### Dati forniti
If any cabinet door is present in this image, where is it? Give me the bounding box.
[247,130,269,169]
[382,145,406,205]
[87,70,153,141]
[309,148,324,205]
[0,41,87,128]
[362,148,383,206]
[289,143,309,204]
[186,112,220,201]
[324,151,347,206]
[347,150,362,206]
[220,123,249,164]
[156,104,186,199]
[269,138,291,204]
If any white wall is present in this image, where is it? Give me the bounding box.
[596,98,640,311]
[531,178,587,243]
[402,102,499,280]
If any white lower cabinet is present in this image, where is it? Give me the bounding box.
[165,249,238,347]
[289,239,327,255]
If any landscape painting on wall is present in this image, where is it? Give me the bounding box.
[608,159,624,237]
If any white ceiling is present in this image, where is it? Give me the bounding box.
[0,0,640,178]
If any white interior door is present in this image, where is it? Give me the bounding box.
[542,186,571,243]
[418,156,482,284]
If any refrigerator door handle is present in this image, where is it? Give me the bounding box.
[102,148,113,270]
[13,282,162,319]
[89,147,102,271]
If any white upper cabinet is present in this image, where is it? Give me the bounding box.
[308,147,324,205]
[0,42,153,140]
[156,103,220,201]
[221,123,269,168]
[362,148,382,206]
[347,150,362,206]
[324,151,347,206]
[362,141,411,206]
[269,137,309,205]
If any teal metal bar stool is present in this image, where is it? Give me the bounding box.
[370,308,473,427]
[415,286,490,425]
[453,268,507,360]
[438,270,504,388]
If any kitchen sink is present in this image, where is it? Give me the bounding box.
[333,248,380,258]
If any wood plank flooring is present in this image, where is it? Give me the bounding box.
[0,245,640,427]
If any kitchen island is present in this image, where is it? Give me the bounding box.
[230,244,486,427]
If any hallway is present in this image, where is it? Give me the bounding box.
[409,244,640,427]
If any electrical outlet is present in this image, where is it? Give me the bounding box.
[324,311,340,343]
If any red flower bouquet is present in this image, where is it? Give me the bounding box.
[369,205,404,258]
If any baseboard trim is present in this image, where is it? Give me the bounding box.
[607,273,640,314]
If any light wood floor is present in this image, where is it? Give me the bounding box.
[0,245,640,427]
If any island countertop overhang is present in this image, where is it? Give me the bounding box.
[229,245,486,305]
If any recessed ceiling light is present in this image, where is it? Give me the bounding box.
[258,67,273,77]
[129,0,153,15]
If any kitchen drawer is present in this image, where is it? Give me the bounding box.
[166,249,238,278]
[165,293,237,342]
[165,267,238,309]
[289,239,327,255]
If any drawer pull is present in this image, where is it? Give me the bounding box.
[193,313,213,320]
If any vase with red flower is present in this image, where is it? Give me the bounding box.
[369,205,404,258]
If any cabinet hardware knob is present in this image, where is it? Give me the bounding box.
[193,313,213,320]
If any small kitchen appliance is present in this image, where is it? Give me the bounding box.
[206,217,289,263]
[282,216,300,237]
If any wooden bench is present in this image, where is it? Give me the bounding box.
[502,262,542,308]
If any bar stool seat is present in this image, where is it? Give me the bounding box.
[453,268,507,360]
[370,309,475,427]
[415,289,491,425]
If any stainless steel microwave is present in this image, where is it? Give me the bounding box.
==
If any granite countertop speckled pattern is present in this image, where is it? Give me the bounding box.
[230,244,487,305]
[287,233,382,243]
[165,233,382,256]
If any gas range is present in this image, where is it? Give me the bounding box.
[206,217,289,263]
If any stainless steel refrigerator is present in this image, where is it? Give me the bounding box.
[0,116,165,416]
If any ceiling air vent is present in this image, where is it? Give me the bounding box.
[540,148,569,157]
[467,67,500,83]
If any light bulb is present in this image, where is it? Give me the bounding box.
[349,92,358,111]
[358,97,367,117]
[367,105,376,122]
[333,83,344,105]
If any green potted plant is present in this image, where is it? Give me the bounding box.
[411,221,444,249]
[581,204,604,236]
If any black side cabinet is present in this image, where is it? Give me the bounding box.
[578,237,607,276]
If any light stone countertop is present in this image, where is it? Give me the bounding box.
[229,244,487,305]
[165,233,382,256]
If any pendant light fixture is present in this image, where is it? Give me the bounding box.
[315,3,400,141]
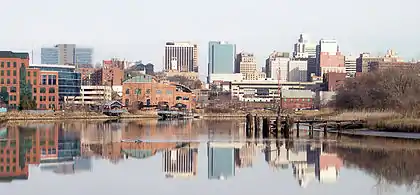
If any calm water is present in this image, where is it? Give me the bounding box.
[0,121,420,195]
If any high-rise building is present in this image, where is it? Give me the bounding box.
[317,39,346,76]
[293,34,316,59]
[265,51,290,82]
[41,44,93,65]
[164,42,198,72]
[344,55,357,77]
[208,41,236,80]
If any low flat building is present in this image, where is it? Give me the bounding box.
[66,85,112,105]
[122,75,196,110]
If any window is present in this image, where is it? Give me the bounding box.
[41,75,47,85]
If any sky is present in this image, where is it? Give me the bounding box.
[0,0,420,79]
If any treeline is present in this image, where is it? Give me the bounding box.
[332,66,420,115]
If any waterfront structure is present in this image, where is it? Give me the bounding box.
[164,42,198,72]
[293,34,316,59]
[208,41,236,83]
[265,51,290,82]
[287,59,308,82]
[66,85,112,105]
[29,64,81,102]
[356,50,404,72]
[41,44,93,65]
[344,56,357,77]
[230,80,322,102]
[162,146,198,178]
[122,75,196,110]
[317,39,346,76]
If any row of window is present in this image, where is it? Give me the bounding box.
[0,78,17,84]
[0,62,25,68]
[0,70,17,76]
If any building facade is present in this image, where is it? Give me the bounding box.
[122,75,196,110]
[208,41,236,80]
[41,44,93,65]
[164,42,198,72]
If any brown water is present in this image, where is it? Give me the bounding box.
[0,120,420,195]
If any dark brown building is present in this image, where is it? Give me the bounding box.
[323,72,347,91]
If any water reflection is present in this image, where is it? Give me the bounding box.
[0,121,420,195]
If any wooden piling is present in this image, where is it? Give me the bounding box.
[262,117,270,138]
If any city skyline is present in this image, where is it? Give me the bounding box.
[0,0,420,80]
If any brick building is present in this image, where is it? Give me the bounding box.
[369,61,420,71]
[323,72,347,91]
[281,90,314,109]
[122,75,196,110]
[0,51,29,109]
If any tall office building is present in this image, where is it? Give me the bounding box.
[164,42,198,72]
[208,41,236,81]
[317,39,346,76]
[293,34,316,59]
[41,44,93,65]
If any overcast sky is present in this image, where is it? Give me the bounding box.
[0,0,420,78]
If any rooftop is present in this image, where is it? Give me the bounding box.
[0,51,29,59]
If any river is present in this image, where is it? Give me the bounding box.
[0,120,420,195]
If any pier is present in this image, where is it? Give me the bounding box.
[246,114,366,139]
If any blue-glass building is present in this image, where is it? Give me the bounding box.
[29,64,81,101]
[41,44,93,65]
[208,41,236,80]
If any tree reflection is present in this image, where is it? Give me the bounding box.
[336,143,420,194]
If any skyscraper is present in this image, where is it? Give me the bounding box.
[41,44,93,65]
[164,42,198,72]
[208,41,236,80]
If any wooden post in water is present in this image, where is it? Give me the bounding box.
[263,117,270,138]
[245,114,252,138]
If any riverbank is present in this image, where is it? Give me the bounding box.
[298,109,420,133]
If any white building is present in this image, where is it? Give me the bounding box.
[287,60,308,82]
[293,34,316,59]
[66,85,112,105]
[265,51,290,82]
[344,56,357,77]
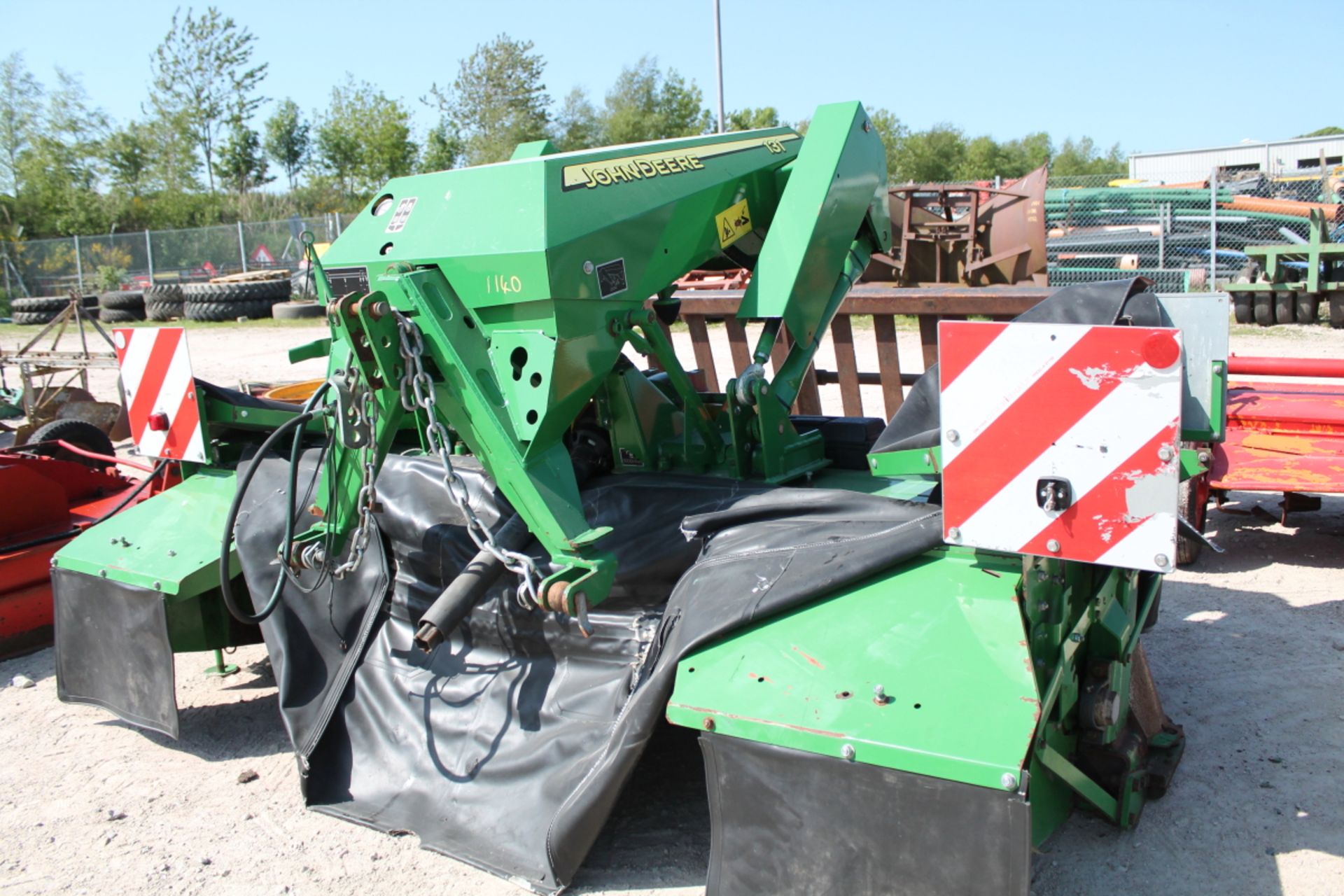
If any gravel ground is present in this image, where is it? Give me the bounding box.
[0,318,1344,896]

### Descrizione del compito
Per favore, ricopia parola per parola le righe comprese tra quella con "If any baseboard" e quella con "[229,245,486,305]", entrambe incluse.

### Risultato del compito
If any baseboard trim is present in this image, where is it? Give me the bounding box.
[607,273,640,314]
If any light wood floor is present in this image, where is it? Give me the bounding box.
[0,245,640,427]
If any island countertop overhang is present in this image, where is it? Give me the bounding box.
[229,245,486,305]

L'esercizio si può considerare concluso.